Collected data entries:
════════

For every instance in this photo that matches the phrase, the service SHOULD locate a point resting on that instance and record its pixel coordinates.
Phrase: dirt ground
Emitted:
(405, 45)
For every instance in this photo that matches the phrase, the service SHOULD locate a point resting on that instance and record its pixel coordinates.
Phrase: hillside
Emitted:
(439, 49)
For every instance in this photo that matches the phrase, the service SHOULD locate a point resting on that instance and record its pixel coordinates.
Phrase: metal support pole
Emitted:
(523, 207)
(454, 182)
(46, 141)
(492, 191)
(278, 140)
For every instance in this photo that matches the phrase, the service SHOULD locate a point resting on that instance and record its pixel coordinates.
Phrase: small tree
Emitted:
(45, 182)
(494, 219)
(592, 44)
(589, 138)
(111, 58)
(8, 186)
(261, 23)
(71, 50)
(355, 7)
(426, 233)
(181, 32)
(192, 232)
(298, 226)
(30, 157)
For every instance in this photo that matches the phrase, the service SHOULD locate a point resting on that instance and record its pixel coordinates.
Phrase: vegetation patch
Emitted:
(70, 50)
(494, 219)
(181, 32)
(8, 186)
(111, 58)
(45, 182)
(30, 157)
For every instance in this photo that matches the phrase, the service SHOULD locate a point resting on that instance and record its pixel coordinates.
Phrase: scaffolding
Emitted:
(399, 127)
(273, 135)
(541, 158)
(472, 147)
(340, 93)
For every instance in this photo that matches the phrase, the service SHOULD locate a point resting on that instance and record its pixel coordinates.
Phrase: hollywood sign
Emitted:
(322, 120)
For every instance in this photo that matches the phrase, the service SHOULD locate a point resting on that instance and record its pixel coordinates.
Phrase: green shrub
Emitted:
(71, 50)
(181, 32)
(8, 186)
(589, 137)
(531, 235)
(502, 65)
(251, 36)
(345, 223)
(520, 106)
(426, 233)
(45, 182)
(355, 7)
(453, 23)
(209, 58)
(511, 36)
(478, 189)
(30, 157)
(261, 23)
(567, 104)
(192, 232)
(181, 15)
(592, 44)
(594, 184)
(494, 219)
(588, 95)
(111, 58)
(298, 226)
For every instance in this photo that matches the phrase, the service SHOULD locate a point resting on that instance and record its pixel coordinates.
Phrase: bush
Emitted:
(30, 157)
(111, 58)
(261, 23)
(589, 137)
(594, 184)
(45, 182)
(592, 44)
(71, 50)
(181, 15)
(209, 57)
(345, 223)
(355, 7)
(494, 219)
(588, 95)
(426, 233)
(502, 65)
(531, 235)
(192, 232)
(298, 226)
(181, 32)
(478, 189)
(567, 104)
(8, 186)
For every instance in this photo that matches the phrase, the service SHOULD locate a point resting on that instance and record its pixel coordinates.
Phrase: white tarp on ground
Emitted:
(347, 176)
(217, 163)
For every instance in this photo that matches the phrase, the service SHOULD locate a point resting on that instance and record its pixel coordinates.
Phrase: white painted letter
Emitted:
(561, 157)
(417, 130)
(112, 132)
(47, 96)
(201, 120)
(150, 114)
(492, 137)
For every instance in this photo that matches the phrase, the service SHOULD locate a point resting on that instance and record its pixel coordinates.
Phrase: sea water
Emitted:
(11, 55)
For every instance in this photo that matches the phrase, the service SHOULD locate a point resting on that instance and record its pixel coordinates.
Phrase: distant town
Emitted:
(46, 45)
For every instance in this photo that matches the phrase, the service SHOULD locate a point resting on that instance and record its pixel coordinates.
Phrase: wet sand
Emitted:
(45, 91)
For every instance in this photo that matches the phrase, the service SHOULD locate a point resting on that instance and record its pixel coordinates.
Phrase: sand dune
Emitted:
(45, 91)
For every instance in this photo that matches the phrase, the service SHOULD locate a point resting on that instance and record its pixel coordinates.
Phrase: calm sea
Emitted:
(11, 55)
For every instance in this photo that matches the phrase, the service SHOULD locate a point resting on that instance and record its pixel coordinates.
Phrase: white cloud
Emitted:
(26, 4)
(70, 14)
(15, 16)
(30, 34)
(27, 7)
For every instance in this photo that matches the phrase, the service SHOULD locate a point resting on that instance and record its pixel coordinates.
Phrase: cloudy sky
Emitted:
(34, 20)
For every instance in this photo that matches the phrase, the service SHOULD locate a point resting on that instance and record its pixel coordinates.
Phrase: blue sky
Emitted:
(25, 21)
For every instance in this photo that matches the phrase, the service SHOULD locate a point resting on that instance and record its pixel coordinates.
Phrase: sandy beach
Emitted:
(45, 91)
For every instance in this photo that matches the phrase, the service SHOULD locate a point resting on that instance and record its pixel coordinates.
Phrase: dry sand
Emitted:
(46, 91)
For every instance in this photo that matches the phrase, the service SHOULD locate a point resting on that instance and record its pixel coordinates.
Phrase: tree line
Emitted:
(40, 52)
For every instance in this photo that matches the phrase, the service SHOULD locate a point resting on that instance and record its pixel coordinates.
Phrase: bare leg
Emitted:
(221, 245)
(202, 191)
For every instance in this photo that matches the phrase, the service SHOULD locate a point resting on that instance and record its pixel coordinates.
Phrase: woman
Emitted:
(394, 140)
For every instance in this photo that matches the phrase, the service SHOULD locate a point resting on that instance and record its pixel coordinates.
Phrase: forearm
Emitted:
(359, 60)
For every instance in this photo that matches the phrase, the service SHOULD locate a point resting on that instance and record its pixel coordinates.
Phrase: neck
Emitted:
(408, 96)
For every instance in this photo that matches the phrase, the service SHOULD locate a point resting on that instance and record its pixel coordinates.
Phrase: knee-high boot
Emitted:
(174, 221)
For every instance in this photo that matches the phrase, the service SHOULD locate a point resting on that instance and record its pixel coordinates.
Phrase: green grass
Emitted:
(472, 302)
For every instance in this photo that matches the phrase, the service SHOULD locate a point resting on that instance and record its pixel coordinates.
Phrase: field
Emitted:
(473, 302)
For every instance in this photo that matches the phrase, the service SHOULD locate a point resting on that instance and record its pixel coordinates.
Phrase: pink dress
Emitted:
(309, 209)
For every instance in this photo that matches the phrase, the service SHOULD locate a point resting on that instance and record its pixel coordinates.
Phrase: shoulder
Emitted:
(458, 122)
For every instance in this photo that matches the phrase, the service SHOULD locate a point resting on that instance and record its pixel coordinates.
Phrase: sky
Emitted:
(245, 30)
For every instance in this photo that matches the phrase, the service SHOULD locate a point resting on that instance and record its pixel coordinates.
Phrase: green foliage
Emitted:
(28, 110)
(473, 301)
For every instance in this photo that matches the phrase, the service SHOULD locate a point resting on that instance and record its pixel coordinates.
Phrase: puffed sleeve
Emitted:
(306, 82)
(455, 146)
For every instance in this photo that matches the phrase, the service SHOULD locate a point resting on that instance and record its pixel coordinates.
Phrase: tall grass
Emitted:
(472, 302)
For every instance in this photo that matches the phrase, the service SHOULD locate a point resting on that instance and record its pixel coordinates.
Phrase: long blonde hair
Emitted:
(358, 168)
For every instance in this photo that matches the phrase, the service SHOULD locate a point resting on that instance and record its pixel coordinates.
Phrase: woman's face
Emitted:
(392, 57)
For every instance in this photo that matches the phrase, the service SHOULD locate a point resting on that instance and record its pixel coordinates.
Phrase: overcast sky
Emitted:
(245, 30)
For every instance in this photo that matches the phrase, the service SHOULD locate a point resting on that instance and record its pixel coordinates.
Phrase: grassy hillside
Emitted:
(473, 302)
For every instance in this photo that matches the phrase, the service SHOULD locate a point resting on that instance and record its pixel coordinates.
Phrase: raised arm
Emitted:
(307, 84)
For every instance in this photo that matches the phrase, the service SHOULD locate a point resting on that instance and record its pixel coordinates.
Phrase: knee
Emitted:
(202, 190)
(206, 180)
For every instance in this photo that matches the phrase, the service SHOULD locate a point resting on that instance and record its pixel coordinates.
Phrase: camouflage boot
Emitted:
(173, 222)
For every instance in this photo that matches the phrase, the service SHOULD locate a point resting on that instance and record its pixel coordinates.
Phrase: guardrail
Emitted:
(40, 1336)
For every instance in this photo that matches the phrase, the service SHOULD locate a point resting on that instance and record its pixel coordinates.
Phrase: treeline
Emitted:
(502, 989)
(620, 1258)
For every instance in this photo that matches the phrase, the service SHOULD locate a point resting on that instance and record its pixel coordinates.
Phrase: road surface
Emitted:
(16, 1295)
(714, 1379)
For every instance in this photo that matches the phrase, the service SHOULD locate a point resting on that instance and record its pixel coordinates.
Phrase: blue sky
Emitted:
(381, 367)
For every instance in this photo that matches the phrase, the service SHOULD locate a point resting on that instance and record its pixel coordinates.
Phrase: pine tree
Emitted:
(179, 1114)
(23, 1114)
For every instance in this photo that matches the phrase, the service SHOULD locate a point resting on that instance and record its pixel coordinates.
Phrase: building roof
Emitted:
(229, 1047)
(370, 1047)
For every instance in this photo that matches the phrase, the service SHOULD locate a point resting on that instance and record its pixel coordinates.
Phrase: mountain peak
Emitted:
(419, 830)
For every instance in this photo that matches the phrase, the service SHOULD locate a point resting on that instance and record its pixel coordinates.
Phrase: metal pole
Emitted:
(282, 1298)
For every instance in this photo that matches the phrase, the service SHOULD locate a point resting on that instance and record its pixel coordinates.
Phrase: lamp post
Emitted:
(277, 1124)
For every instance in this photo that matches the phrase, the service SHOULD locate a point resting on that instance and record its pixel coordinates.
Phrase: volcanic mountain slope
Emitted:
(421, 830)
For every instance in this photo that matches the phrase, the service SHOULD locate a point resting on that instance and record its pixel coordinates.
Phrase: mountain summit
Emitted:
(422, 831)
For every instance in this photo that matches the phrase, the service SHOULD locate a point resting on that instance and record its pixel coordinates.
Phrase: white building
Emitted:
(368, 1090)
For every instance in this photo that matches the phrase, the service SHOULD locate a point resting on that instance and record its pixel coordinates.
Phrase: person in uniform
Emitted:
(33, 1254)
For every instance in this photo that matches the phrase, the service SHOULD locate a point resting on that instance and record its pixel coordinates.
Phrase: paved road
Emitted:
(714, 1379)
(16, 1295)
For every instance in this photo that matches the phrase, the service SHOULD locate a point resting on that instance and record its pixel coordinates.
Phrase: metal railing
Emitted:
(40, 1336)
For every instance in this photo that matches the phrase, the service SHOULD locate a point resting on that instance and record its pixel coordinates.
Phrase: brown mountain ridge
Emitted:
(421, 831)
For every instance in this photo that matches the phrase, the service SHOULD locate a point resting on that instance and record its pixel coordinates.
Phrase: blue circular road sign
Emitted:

════════

What is needed:
Count the lines in the entries above that contain the string "road", matching case exactly, and reply with only the number.

Answer in full:
3